++++ Text
Wie bereits eingangs erwähnt, rein sportlich gesehen ist das, was Ljubljana Jahr für Jahr schafft bemerkenswert. Ein kleiner Kader, finanziell nicht nur angeschlagen sondern schon seit vielen Jahren eine „lebende Leiche“ und trotzdem ist man den Großteil der Saison ein ernstzunehmender Gegner. Und da wären wir schon beim großen Kritikpunkt: Gehälter werden nur zum Teil oder zu spät gezahlt, der Ausverkauf der Mannschaft beginnt schon während der Saison, jede Menge Gläubiger und ein riesiger Schuldenberg. Hätte die EBEL eine echte Lizenzprüfung, die Drachen wären schon lange nicht mehr Teil der Liga.
So aber können die Drachen die geforderten Unterlagen samt Bankgarantie auch für 2015/16 vorlegen und gehören damit auch korrekter Weise der Liga an. Und wieder haben die Drachen einige Überraschungen geschafft – schon vor der Saison! Erstmals in der EBEL Geschichte gibt es Österreicher, die im Ausland spielen. Wie lange, wird sich weisen, aber immerhin bekommt das slowenische Team damit auch für die Fans in Österreich wieder etwas mehr Relevanz, die man sich rein von den Platzierungen der letzten Jahre nicht verdient hätte.
###Die Ausgangslage
Das Geld ist knapp, die Gehälter klein, die Mittel fast schon lächerlich. Olimpija Ljubljana ist so etwas wie ein Exot in der immer teurer werdenden Erste Bank Eishockey Liga. Da pfeift ein Team aus dem sprichwörtlich letzten Loch und kann trotzdem mit Leuten wie einem Roland Kaspitz im Team überraschen. 6 Legionäre haben die Slowenen heuer unter Vertrag – gleich 3 davon kommen aus Österreich. Das ist ein Novum und erweitert das Spektrum an Slowenen, die sich jedes Jahr wieder in die Ungewissheit einer Saison bei Olimpija begeben. In den vergangenen drei Jahren hat Laibach immer die Play Offs verpasst und hat immer schlechter abgeschnitten: war man 2013 noch Neunter, reichte es in den letzten beiden Jahren nur noch für die Ränge 11 und 12. Regionen, die wohl auch für die neue Spielzeit zu erwarten sind. Während sich die Konkurrenz beständig weiter entwickelt, haben die Slowenen ganz andere Sorgen. Da geht es ums nackte Überleben und schon vor Saisonbeginn darf man Wetten abschließen, wann der erste enttäuschte Spieler das Weite sucht. Je früher das der Fall ist, umso früher wird Olimpija auch sportlich wieder zurückfallen.
++++++++
++++ Extrahiertes Material
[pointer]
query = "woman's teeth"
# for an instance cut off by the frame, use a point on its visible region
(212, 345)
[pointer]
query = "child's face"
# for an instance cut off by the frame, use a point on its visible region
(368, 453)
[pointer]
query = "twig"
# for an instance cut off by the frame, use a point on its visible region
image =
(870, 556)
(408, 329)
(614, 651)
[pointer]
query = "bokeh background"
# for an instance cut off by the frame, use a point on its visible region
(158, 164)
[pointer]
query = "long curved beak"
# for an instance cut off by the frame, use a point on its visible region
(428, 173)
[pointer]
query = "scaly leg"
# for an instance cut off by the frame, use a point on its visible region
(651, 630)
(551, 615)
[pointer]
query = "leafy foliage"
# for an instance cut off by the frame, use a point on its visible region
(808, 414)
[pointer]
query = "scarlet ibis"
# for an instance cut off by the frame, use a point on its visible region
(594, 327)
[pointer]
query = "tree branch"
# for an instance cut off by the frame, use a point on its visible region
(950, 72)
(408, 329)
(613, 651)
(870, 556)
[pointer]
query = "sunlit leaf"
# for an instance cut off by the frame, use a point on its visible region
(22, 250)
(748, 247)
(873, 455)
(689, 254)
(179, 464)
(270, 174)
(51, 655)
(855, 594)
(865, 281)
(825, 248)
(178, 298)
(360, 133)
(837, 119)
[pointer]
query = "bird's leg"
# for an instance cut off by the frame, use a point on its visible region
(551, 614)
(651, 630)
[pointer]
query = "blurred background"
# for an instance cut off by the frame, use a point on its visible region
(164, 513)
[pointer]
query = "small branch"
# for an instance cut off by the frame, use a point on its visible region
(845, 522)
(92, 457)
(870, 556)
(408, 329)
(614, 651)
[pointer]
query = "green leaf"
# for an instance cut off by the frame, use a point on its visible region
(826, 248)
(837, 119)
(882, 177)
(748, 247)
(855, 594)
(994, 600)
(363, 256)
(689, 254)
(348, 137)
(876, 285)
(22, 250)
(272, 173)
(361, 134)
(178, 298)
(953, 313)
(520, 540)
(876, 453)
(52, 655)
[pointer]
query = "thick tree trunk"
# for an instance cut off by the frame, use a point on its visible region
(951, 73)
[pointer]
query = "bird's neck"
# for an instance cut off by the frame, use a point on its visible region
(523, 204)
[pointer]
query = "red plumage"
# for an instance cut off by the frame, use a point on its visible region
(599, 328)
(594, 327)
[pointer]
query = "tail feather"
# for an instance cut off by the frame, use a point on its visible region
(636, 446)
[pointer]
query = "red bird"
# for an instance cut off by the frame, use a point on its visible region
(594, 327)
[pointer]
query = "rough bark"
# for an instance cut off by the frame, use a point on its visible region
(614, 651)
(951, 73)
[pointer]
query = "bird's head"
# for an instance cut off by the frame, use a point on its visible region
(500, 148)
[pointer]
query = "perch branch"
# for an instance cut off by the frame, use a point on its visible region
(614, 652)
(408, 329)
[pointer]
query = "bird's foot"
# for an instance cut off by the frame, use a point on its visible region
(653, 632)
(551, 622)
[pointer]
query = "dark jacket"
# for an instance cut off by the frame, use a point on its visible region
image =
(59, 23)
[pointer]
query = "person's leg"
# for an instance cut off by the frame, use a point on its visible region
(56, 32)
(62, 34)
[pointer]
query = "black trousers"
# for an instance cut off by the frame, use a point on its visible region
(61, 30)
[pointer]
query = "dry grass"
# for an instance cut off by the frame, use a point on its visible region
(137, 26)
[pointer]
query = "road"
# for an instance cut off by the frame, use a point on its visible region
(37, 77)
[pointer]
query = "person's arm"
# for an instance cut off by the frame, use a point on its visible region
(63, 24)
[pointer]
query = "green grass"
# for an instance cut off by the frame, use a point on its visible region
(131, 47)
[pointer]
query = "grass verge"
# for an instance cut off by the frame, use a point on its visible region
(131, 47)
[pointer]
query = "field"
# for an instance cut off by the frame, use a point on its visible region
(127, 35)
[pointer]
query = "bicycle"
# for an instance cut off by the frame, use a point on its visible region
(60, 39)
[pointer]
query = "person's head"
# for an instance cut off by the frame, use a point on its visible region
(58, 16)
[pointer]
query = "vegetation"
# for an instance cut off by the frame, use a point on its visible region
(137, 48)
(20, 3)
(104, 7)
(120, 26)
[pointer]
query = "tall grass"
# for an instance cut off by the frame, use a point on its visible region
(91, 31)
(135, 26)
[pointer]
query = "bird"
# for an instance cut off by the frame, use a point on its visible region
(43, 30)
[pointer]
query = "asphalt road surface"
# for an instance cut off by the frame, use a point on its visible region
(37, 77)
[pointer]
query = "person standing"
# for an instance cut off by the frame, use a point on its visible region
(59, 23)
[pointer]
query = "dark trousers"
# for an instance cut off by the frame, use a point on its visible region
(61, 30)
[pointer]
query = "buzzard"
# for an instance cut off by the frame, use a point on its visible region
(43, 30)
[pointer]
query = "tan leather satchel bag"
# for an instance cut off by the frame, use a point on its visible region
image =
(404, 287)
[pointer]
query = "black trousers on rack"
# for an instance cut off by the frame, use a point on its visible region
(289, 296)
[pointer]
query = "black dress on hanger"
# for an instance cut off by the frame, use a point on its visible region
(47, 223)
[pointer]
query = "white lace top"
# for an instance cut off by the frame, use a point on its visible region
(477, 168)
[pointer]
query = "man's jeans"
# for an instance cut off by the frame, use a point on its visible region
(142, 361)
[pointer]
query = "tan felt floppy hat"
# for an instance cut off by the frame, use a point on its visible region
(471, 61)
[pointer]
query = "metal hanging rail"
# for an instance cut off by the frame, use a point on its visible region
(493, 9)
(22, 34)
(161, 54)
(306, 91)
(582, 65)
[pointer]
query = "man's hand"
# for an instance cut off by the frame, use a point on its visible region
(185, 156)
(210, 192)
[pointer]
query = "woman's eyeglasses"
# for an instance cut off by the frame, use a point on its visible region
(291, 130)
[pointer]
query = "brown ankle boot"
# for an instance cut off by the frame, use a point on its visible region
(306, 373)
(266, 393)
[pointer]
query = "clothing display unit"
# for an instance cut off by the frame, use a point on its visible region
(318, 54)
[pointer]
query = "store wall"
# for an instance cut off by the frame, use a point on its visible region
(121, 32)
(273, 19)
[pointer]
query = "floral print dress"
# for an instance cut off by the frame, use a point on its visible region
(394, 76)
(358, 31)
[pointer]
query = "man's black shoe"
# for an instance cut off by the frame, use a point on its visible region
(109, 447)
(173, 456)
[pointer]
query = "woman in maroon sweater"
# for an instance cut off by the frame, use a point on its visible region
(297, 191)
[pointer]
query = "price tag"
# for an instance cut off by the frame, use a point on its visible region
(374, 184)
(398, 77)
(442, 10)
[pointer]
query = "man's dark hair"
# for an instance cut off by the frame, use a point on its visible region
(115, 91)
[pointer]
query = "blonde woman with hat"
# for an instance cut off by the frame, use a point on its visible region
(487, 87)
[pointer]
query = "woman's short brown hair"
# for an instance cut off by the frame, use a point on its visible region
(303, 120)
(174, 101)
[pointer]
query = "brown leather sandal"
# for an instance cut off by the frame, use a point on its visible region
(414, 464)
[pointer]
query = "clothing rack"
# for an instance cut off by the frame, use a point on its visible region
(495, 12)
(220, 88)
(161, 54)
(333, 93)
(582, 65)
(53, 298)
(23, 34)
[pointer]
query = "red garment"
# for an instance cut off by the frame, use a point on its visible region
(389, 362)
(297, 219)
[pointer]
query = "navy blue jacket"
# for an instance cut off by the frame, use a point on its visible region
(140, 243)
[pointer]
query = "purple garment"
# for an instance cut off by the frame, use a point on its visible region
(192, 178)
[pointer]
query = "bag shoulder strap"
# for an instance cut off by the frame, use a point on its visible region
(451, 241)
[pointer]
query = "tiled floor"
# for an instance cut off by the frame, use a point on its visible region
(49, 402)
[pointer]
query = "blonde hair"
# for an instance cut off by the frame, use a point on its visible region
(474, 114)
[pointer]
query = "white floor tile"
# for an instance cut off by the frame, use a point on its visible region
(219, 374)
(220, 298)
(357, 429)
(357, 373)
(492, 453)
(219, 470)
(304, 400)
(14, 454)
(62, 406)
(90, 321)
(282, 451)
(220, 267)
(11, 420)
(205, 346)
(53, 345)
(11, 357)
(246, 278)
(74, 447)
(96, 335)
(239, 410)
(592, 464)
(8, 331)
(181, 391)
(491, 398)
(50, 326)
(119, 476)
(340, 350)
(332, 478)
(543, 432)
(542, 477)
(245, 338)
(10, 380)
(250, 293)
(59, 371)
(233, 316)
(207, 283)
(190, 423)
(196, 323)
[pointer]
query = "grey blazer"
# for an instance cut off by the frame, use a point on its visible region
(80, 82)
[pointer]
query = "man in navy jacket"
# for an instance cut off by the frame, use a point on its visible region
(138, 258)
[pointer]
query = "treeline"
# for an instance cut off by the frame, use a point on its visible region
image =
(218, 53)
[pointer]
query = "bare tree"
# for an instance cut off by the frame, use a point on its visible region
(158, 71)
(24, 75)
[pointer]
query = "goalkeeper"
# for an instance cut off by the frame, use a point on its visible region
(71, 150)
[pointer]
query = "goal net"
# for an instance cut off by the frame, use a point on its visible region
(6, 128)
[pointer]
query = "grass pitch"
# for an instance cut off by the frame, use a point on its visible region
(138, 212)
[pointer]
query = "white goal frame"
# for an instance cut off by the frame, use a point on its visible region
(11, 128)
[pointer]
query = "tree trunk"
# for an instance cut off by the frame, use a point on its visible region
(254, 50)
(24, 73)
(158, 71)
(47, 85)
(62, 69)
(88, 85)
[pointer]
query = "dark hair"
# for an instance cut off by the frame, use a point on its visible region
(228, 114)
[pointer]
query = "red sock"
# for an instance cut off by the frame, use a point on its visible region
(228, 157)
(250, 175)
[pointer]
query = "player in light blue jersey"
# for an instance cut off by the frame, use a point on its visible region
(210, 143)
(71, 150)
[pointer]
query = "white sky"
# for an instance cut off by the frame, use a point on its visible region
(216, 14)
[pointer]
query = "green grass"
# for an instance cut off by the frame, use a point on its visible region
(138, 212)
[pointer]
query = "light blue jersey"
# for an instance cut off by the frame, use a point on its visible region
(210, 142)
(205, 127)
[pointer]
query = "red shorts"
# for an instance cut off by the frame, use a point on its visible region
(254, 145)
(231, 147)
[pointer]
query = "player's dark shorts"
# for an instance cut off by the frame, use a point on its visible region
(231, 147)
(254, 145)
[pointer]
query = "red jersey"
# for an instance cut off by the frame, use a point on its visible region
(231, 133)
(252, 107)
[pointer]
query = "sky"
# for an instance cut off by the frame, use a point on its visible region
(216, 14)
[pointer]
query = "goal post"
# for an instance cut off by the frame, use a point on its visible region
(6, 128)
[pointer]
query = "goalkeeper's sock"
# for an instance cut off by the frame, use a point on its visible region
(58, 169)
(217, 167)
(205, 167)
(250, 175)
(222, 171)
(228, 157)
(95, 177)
++++++++
• Deine Aufgabe:
Welche Platzierungen erreichte Olimpija Ljubljana laut dem Text über den Eishockeyklub in den letzten beiden Jahren? Stütze dich ausschließlich auf den Text.

• Lösung:
Die Ränge 11 und 12.